Print the rows verbatim, from the very first line up to and including the line that contains "83], [54, 86]]".
-- BEGIN PROVIDED RECORDS --
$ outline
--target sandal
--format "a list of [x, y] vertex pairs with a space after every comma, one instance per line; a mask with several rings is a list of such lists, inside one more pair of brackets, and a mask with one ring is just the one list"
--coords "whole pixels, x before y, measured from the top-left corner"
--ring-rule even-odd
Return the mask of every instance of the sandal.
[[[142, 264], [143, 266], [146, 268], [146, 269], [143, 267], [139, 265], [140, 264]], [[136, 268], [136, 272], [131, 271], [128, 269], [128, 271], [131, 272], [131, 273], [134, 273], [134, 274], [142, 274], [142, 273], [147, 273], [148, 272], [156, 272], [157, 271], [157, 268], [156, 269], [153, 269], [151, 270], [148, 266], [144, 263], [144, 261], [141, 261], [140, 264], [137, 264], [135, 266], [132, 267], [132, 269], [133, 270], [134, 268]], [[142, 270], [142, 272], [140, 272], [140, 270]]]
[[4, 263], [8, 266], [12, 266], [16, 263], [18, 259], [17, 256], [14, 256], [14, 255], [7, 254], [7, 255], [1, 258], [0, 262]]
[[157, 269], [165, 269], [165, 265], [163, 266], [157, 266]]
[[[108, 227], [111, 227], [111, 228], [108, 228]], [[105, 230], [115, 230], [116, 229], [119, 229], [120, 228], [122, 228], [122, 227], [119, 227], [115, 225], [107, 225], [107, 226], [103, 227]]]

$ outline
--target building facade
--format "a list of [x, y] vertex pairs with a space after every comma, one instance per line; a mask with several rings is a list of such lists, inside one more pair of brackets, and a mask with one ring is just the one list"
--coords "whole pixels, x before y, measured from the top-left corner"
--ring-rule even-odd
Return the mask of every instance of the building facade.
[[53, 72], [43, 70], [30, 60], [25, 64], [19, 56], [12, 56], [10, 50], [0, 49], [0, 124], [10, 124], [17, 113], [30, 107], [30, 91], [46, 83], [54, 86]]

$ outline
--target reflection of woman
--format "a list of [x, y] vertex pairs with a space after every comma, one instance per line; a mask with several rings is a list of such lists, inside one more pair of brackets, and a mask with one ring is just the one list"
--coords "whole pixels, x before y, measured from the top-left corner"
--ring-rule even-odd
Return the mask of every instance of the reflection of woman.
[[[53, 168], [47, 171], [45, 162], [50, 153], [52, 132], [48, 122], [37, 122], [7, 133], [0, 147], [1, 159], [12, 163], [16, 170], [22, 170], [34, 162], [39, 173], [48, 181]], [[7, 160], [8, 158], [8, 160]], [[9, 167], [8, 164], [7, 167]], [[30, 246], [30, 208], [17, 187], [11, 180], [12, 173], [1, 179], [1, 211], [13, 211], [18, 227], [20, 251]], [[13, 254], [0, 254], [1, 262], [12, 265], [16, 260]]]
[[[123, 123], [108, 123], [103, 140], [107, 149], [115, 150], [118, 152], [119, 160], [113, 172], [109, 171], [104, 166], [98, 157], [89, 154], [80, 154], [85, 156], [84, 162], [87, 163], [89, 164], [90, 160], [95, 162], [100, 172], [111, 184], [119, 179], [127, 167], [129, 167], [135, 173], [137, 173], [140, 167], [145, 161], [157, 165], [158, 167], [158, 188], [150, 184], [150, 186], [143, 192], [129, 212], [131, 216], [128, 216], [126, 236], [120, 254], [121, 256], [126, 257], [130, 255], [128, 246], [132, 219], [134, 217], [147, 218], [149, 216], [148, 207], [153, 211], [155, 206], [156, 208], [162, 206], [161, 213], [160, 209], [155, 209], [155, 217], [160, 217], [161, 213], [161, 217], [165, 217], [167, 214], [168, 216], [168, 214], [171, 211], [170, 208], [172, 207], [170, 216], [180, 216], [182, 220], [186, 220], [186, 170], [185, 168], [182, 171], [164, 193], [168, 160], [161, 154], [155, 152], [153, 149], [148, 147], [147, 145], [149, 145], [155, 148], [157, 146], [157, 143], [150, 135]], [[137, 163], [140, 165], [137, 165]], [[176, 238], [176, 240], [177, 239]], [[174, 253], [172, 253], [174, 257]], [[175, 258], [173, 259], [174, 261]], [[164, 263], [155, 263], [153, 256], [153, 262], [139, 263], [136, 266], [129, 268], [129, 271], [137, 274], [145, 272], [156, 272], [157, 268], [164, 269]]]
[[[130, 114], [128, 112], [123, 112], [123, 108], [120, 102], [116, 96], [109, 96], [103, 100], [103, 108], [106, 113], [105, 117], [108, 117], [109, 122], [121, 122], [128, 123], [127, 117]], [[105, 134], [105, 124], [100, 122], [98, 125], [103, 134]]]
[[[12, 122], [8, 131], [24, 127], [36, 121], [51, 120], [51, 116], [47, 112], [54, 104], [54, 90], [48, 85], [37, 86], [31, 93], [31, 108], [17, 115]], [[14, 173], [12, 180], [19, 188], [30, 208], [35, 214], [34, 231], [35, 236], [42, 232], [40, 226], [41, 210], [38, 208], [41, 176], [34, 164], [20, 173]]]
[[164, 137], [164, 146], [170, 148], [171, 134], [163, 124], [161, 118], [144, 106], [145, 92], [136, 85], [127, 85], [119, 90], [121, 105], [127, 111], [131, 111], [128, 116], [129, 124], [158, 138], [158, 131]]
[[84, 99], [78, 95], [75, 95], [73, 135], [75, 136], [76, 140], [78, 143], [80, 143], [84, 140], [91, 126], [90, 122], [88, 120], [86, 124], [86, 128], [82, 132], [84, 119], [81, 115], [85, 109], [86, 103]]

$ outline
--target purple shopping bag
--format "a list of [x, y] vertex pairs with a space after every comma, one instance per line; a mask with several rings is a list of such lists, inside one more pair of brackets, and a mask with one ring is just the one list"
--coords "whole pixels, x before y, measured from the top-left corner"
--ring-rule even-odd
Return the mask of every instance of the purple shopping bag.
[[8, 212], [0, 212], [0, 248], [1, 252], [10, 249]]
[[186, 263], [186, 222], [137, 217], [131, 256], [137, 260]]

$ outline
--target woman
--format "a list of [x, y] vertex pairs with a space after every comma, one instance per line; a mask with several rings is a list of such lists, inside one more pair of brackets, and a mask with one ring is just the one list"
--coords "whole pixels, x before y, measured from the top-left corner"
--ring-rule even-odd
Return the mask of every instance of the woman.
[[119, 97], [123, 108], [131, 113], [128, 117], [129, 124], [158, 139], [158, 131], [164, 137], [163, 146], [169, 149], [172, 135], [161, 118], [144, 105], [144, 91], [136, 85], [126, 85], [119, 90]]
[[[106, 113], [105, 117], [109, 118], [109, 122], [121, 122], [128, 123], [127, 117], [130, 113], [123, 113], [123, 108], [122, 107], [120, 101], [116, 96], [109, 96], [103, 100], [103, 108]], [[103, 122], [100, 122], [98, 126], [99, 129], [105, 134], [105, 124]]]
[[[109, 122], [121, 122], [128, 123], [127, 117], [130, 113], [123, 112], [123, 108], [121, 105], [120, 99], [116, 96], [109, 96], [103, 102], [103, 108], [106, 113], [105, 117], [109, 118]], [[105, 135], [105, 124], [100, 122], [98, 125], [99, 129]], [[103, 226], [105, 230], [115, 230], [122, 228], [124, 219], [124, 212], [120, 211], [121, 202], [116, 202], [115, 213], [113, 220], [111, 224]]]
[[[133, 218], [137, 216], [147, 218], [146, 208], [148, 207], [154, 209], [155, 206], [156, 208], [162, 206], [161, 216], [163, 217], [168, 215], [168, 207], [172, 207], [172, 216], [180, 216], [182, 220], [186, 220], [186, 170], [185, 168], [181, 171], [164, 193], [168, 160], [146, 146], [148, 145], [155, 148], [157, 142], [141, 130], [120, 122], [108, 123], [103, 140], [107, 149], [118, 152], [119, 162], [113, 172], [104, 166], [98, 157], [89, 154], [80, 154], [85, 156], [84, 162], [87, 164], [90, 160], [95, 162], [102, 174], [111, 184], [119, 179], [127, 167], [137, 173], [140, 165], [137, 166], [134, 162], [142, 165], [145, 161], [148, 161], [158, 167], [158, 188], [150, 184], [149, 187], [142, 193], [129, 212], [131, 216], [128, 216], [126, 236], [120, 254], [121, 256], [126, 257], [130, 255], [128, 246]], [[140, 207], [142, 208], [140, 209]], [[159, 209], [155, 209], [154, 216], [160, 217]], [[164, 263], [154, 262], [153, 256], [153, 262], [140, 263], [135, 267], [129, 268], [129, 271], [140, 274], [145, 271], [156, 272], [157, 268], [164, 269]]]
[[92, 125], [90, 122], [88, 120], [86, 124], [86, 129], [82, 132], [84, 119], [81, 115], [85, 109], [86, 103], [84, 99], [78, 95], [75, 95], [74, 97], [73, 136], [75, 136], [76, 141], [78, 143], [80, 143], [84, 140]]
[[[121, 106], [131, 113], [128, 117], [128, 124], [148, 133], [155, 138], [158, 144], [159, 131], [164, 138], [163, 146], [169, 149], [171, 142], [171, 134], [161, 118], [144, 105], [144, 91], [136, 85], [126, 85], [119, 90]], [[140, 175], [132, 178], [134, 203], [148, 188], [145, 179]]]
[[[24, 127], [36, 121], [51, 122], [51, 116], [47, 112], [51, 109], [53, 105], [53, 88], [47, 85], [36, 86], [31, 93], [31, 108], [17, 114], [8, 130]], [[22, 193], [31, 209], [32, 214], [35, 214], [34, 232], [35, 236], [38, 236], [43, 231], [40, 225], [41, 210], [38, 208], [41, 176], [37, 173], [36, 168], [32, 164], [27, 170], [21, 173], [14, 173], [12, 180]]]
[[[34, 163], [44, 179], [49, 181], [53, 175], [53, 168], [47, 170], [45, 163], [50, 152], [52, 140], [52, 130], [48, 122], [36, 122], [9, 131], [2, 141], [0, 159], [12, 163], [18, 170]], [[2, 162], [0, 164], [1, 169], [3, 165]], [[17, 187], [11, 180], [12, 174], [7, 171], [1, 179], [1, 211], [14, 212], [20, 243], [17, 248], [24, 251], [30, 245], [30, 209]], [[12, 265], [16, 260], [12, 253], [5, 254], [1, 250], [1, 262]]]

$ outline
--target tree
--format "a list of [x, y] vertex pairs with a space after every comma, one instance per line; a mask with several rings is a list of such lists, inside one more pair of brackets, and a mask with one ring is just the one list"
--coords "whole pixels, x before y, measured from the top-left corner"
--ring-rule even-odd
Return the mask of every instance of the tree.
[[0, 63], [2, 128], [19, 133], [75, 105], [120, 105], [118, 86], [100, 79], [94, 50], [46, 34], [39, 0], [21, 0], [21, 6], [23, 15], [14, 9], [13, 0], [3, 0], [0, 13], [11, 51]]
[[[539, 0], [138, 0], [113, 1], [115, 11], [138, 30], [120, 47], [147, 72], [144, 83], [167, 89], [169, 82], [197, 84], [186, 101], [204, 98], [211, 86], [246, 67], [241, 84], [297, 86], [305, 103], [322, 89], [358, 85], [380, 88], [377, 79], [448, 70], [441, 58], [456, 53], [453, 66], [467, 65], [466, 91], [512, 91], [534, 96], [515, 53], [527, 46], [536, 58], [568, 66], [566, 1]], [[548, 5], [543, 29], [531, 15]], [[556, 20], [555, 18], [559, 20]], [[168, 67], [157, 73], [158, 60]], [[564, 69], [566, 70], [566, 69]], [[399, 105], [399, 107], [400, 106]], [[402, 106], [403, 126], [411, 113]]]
-- END PROVIDED RECORDS --
## SOLVED EXERCISE
$ outline
--target sandal
--format "a list of [x, y] vertex pairs with a space after every comma, one instance per line; a mask with several rings is a list of such lists, inside one more pair of brackets, and a mask with one ring is just the one list"
--coords "whole pixels, x before y, measured from the top-left corner"
--ring-rule even-odd
Return the mask of every instance of the sandal.
[[[142, 264], [143, 266], [146, 268], [146, 269], [143, 267], [139, 265], [140, 264]], [[136, 268], [136, 272], [131, 271], [128, 269], [128, 271], [131, 272], [131, 273], [134, 273], [134, 274], [142, 274], [142, 273], [147, 273], [148, 272], [156, 272], [157, 271], [157, 268], [156, 269], [153, 269], [151, 270], [148, 266], [144, 263], [144, 261], [141, 261], [140, 264], [137, 264], [135, 266], [132, 267], [132, 269], [133, 270], [134, 268]], [[142, 270], [142, 272], [140, 272], [140, 270]]]
[[4, 263], [8, 266], [12, 266], [16, 263], [18, 259], [17, 256], [14, 256], [14, 255], [7, 254], [7, 255], [1, 258], [0, 262]]
[[157, 269], [165, 269], [165, 265], [163, 266], [157, 266]]
[[[108, 227], [111, 227], [111, 228], [108, 228]], [[105, 230], [115, 230], [116, 229], [119, 229], [120, 228], [122, 228], [122, 227], [119, 227], [115, 225], [107, 225], [107, 226], [103, 227]]]

$ outline
--target building facade
--format "a list of [x, y] vertex pairs with a space after every comma, one instance per line; a mask with several rings is a list of such lists, inside one more pair of brackets, and a mask with one ring is just the one list"
--coords "whole pixels, x before y, measured from the top-left corner"
--ring-rule even-odd
Return the mask of every instance of the building facade.
[[53, 72], [43, 70], [30, 60], [25, 64], [19, 56], [12, 56], [10, 50], [0, 49], [0, 124], [10, 124], [17, 113], [30, 107], [30, 91], [46, 83], [54, 86]]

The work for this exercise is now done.